## [Using the information]
1. In the solar module text, what specific power is given for Ascent Solar's "lightweight" flexible modules encased in plastic?
2. Name every material the solar module text mentions for carrying electrical current, whether as interconnects or as wiring.
3. Rewrite the solar module text from "Ascent Solar's bare" to "space-rated Lithium-ion batteries.", inclusive, with "packaging" replaced by "encapsulation".

[Document extract Boundary: Start]

Given advances in printing methods, the material encasing the photovoltaic material is substantially heavier than the photovoltaic material. That material is a plastic that's resistant to degradation from UV and chemical exposure. I'm not sure how to make it much lighter than it already is. We don't know how to make sheets of Graphene of unlimited size, but ideally we'd use Graphene instead of conductive ink as the on-cell electrical interconnects to reduce resistance losses. The CNT's wouldn't work very well as the substrate material. However, doped CNT's would be a much better choice than Copper or Aluminum for wiring, being substantially lighter and just as conductive as Copper.
Ascent Solar's bare modules produce 1,100We/kg to 1,400We/kg, dependent upon voltage (cell interconnect configurations). The "lightweight" flexible modules encased in plastic are 200We/kg. That means most of the mass is in the packaging, just like all space-rated Lithium-ion batteries.

[Document extract Boundary: End]
[Supplied entries Boundary: Start]

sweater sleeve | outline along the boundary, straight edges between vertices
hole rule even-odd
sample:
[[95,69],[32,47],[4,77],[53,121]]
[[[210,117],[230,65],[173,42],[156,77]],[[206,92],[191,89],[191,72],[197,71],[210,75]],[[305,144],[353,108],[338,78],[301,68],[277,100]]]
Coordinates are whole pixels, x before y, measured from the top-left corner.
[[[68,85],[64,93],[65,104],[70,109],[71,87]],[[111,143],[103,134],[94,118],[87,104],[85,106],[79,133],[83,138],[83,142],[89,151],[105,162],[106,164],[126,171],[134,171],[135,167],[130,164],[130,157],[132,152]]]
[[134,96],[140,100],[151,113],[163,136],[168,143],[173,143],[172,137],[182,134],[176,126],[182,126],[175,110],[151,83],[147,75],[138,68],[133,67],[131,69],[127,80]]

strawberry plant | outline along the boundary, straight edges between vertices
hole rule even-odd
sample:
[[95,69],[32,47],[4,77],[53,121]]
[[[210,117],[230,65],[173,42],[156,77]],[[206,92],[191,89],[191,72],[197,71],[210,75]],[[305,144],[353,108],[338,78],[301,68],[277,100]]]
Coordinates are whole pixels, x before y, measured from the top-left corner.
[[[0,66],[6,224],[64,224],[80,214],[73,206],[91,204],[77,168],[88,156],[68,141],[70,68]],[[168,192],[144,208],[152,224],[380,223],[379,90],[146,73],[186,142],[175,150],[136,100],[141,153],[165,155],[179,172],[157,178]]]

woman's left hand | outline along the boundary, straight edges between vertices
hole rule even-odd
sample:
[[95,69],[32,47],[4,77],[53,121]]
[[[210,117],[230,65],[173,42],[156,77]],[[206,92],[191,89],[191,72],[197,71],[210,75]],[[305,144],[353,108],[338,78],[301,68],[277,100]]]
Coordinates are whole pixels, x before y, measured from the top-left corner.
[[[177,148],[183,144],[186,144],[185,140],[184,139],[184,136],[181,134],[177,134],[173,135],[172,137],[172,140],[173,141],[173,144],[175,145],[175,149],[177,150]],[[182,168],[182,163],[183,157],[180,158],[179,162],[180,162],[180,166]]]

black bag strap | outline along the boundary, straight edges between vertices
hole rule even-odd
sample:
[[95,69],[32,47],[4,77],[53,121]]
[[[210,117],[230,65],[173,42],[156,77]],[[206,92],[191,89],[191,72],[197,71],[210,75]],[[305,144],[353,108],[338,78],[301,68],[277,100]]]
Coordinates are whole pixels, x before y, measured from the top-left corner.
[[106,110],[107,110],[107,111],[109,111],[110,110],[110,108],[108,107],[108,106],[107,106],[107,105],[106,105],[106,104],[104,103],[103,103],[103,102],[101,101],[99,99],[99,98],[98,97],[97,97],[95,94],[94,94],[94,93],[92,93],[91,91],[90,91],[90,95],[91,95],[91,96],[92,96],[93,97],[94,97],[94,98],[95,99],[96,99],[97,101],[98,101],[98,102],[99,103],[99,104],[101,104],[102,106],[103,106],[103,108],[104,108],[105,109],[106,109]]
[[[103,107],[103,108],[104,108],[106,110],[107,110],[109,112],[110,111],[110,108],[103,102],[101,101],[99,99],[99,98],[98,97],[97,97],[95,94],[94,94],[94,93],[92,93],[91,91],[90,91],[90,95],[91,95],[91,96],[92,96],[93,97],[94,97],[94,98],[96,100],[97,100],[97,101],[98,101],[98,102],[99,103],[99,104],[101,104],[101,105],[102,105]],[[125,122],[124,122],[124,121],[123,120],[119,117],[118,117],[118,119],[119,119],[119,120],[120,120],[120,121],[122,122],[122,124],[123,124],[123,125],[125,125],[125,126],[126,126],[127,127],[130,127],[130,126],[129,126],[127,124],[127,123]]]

[Supplied entries Boundary: End]

## [Answers to the problems]
1. 200We/kg

2. Graphene, conductive ink, doped CNT's, Copper, and Aluminum

3.
Ascent Solar's bare modules produce 1,100We/kg to 1,400We/kg, dependent upon voltage (cell interconnect configurations). The "lightweight" flexible modules encased in plastic are 200We/kg. That means most of the mass is in the encapsulation, just like all space-rated Lithium-ion batteries.